*Task objective*:
Convert the lines of the material below into a numbered list, starting at the line that contains "Reviewer note: every instance of the nightstand" and ending at the material's final line. Leave out any blank lines.

*Exercise input*:
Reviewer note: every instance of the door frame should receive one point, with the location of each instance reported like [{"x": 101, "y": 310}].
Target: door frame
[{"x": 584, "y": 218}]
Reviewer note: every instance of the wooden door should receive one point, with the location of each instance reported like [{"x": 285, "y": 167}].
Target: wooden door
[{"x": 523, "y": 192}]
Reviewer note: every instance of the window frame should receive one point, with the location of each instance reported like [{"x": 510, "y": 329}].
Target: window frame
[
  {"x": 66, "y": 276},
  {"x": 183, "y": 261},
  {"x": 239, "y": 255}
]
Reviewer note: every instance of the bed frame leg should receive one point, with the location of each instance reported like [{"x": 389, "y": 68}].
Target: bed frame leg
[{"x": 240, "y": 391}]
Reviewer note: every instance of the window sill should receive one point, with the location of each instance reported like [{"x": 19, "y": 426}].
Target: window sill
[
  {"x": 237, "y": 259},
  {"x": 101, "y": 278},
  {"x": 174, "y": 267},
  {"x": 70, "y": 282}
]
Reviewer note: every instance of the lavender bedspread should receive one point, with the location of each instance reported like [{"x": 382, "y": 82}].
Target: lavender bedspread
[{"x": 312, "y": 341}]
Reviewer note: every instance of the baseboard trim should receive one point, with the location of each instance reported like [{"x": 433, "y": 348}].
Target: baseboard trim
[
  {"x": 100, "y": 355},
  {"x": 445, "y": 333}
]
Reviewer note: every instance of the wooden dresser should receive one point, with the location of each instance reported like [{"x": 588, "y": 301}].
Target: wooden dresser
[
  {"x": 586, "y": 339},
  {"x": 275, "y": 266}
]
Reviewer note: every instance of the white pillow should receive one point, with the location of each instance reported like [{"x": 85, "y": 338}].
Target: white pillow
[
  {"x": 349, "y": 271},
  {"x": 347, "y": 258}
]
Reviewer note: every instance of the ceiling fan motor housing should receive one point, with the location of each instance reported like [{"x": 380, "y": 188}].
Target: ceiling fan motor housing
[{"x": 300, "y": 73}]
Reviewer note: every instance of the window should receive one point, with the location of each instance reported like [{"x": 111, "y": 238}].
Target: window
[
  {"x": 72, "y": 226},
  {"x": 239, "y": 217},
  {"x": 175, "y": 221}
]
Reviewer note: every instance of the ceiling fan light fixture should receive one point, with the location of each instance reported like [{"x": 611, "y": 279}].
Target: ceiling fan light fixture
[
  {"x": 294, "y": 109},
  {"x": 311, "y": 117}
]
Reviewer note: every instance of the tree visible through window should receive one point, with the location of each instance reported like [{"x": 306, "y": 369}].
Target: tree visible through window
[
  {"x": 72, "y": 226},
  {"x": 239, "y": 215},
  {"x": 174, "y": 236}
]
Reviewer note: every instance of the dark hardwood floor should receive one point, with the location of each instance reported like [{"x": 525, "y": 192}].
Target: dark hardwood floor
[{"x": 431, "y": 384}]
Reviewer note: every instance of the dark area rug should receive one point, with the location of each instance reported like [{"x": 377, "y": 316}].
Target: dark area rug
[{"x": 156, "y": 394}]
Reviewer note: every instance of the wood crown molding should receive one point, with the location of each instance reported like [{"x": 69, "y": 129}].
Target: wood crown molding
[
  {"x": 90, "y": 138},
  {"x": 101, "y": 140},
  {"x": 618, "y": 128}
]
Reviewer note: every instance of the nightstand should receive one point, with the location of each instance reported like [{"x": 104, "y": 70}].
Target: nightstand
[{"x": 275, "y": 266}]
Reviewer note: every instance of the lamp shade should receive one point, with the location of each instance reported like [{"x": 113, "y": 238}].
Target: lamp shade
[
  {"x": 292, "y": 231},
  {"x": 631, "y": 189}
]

*Exercise solution*:
1. Reviewer note: every instance of the nightstand should receive one point, with the location of each instance reported like [{"x": 104, "y": 70}].
2. Target: nightstand
3. [{"x": 275, "y": 266}]
4. Reviewer note: every instance of the lamp shade should receive one point, with the location of each instance reported like [{"x": 113, "y": 238}].
5. Target: lamp shade
6. [
7.   {"x": 292, "y": 231},
8.   {"x": 631, "y": 189}
9. ]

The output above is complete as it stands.